Start of EXTRACTED DATA

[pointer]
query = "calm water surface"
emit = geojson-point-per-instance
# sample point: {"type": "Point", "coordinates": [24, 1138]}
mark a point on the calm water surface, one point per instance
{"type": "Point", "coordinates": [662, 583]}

End of EXTRACTED DATA

PROMPT - Set out every record in full, exactly as given.

EXERCISE ANSWER -
[pointer]
query = "calm water surface"
emit = geojson-point-per-instance
# sample point: {"type": "Point", "coordinates": [24, 1138]}
mark a point on the calm water surface, one point per instance
{"type": "Point", "coordinates": [662, 583]}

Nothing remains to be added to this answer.